Texte fourni:
# # # # # # #
Château de Saulxures

Le château de Saulxures , dit Versailles vosgien ou le petit Versailles, construit sous le Second Empire de 1854 à 1861 sur les plans de l'architecte Charles Perron, est situé rue de la Gare, à Saulxures-sur-Moselotte dans les Vosges.

Château de Saulxures

Le château avec le site débroussaillé
Nom local Versailles vosgien
Type Palais
Architecte Charles Perron
Début construction 1854
Fin construction 1861
Propriétaire initial Jean-Thiébaut Géhin
Protection  Inscrit MH (1984)
Coordonnées 47° 56′ 51″ nord, 6° 46′ 04″ est[1]
Pays France
Anciennes provinces de France Duché de Lorraine
Région Grand Est
Département Vosges
Commune Saulxures-sur-Moselotte
Géolocalisation sur la carte : France
Géolocalisation sur la carte : Vosges

Sa construction a été commandée par Élisabeth Géhin, née Mathieu, veuve du premier industriel textile de la commune Jean-Thiébaut Géhin, durant l’âge d’or de l'industrie textile et l'expansion industrielle de cette partie des Vosges au XIXe siècle, en hommage à son mari prématurément disparu. Il est aujourd’hui à l’abandon et avait même été menacé de démolition.

Histoire

L'industrialisation de la vallée de la Moselotte est essentiellement marquée par Jean-Thiébaut Géhin, né en 1796 à Ventron. Il a en effet créé dès 1825, à Saulxures-sur-Moselotte, la première filature mécanique à moteur hydraulique de l'arrondissement de Remiremont[2] avant de disparaître prématurément à 46 ans, après avoir été maire et conseiller général du canton durant ses douze dernières années.
# # # # # # #
Consigne 1: Modifiez, s'il vous plaît, le passage du texte sur le château de Saulxures qui commence aux mots « Le château de » et s'arrête après « dans les Vosges. » : remplacez « rue de la Gare » par « place de la Gare », puis donnez le passage ainsi modifié.
# # # # # # #
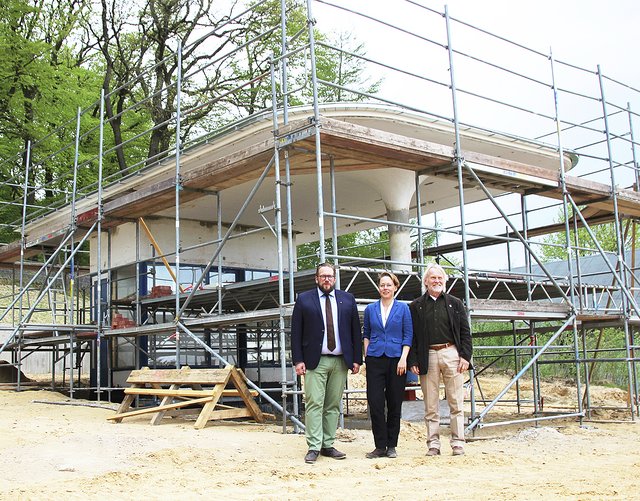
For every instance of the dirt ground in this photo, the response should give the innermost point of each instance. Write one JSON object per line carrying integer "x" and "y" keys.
{"x": 52, "y": 451}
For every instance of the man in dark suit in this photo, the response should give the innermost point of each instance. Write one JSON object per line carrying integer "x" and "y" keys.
{"x": 441, "y": 345}
{"x": 325, "y": 343}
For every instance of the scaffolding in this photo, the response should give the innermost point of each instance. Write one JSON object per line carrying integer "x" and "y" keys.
{"x": 532, "y": 142}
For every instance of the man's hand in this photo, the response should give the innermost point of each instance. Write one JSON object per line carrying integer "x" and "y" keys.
{"x": 463, "y": 365}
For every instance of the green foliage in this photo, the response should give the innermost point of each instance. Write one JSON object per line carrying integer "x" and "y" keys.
{"x": 605, "y": 234}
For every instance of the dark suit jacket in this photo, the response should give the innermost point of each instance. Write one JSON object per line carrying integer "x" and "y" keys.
{"x": 458, "y": 323}
{"x": 307, "y": 329}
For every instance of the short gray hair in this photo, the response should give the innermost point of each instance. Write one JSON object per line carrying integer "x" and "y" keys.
{"x": 436, "y": 267}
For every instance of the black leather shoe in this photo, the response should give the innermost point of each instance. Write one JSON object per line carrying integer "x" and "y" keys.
{"x": 311, "y": 456}
{"x": 376, "y": 453}
{"x": 332, "y": 452}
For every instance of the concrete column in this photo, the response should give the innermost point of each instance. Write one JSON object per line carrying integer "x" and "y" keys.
{"x": 396, "y": 188}
{"x": 399, "y": 237}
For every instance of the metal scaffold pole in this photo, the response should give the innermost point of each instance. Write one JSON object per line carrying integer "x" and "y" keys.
{"x": 278, "y": 237}
{"x": 99, "y": 314}
{"x": 178, "y": 187}
{"x": 459, "y": 165}
{"x": 619, "y": 241}
{"x": 565, "y": 208}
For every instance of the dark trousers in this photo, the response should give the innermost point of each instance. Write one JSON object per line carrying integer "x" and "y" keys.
{"x": 384, "y": 386}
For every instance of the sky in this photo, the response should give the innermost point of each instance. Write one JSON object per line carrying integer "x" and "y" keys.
{"x": 584, "y": 33}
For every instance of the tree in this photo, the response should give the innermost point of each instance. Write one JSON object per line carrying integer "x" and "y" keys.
{"x": 555, "y": 248}
{"x": 42, "y": 82}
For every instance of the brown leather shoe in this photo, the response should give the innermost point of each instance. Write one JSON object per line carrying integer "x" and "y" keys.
{"x": 332, "y": 452}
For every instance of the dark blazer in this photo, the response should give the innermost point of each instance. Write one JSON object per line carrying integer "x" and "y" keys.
{"x": 307, "y": 329}
{"x": 387, "y": 339}
{"x": 458, "y": 323}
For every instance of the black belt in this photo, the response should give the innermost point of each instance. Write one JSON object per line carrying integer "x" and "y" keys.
{"x": 437, "y": 347}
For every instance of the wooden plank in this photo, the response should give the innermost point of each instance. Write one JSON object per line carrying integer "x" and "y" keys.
{"x": 230, "y": 414}
{"x": 185, "y": 376}
{"x": 183, "y": 392}
{"x": 166, "y": 400}
{"x": 208, "y": 408}
{"x": 124, "y": 407}
{"x": 148, "y": 410}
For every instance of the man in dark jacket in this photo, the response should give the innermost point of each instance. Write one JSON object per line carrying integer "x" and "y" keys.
{"x": 325, "y": 344}
{"x": 441, "y": 345}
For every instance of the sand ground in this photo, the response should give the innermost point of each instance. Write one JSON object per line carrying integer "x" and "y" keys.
{"x": 72, "y": 452}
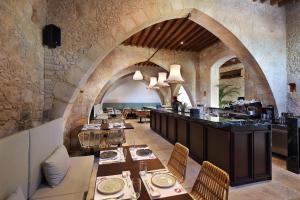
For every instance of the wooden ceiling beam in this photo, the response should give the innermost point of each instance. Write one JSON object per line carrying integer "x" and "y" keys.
{"x": 176, "y": 38}
{"x": 195, "y": 42}
{"x": 171, "y": 32}
{"x": 183, "y": 37}
{"x": 201, "y": 42}
{"x": 192, "y": 39}
{"x": 163, "y": 30}
{"x": 207, "y": 44}
{"x": 154, "y": 30}
{"x": 143, "y": 37}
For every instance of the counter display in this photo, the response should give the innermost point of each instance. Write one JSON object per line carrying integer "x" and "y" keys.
{"x": 240, "y": 147}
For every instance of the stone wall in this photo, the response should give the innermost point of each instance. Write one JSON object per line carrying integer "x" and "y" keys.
{"x": 237, "y": 82}
{"x": 21, "y": 64}
{"x": 293, "y": 47}
{"x": 214, "y": 57}
{"x": 91, "y": 29}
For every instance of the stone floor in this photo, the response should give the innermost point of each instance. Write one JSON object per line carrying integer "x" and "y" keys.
{"x": 284, "y": 186}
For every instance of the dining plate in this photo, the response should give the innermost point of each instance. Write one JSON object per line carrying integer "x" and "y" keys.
{"x": 163, "y": 180}
{"x": 143, "y": 152}
{"x": 108, "y": 155}
{"x": 111, "y": 186}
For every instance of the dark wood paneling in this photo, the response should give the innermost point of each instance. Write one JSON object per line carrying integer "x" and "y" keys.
{"x": 157, "y": 123}
{"x": 176, "y": 34}
{"x": 242, "y": 152}
{"x": 152, "y": 120}
{"x": 197, "y": 141}
{"x": 182, "y": 131}
{"x": 164, "y": 125}
{"x": 172, "y": 129}
{"x": 218, "y": 148}
{"x": 260, "y": 154}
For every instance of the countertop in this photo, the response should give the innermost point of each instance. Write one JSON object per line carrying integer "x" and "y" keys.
{"x": 219, "y": 122}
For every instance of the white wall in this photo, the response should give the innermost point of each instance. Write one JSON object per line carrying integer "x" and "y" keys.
{"x": 130, "y": 91}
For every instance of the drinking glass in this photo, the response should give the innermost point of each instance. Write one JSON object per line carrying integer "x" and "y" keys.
{"x": 136, "y": 182}
{"x": 143, "y": 168}
{"x": 125, "y": 153}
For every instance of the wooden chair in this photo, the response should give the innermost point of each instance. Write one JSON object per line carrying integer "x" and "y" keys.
{"x": 212, "y": 183}
{"x": 91, "y": 140}
{"x": 115, "y": 137}
{"x": 178, "y": 161}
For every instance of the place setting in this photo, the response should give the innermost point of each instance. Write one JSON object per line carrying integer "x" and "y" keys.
{"x": 119, "y": 186}
{"x": 160, "y": 183}
{"x": 141, "y": 153}
{"x": 116, "y": 125}
{"x": 112, "y": 156}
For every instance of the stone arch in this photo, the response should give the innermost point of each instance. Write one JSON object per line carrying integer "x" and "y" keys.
{"x": 201, "y": 14}
{"x": 175, "y": 91}
{"x": 215, "y": 78}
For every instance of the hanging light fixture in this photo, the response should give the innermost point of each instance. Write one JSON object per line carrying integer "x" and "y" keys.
{"x": 138, "y": 76}
{"x": 152, "y": 84}
{"x": 162, "y": 77}
{"x": 175, "y": 75}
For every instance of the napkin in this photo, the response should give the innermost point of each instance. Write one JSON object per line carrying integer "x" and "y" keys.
{"x": 126, "y": 193}
{"x": 136, "y": 157}
{"x": 177, "y": 189}
{"x": 120, "y": 157}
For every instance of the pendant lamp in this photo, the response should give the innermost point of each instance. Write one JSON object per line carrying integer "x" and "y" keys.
{"x": 175, "y": 75}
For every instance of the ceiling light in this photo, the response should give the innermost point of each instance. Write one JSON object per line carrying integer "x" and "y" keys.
{"x": 138, "y": 76}
{"x": 153, "y": 82}
{"x": 162, "y": 77}
{"x": 175, "y": 75}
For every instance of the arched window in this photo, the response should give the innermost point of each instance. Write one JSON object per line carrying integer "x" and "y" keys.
{"x": 183, "y": 96}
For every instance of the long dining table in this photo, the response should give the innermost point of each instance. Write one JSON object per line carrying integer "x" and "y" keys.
{"x": 133, "y": 167}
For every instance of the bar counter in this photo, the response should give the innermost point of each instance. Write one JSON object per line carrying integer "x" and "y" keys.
{"x": 240, "y": 147}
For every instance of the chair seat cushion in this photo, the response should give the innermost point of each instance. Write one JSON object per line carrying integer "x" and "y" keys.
{"x": 76, "y": 180}
{"x": 74, "y": 196}
{"x": 56, "y": 166}
{"x": 17, "y": 195}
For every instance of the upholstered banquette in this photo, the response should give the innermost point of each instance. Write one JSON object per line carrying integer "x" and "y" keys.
{"x": 22, "y": 156}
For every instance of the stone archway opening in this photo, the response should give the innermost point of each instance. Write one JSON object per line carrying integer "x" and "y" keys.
{"x": 215, "y": 80}
{"x": 97, "y": 53}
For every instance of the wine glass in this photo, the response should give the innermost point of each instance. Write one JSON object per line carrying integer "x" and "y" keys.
{"x": 143, "y": 168}
{"x": 124, "y": 153}
{"x": 136, "y": 182}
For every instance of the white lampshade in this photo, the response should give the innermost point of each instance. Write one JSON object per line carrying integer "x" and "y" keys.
{"x": 138, "y": 76}
{"x": 153, "y": 82}
{"x": 175, "y": 75}
{"x": 162, "y": 77}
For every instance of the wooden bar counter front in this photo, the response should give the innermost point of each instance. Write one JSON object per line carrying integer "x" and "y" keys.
{"x": 240, "y": 147}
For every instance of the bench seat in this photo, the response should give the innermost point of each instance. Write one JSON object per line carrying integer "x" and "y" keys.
{"x": 74, "y": 184}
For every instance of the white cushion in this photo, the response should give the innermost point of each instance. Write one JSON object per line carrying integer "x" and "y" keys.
{"x": 17, "y": 195}
{"x": 14, "y": 163}
{"x": 77, "y": 180}
{"x": 44, "y": 140}
{"x": 56, "y": 166}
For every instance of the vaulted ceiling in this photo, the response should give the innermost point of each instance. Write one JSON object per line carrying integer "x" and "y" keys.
{"x": 176, "y": 34}
{"x": 275, "y": 2}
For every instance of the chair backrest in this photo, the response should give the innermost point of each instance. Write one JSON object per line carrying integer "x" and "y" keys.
{"x": 212, "y": 183}
{"x": 14, "y": 158}
{"x": 43, "y": 141}
{"x": 178, "y": 161}
{"x": 116, "y": 136}
{"x": 90, "y": 139}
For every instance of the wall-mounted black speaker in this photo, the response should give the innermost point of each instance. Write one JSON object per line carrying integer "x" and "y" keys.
{"x": 51, "y": 36}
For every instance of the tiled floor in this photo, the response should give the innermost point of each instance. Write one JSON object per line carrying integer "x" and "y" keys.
{"x": 284, "y": 186}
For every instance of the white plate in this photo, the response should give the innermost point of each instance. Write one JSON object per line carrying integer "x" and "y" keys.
# # # # # # #
Consigne 2: Combien de lignes de la liste contiennent le mot « vaulted », en tenant compte de la casse ? Répondez uniquement par ce nombre.

Solution complète 1:
Le château de Saulxures , dit Versailles vosgien ou le petit Versailles, construit sous le Second Empire de 1854 à 1861 sur les plans de l'architecte Charles Perron, est situé place de la Gare, à Saulxures-sur-Moselotte dans les Vosges.

Solution complète 2: 1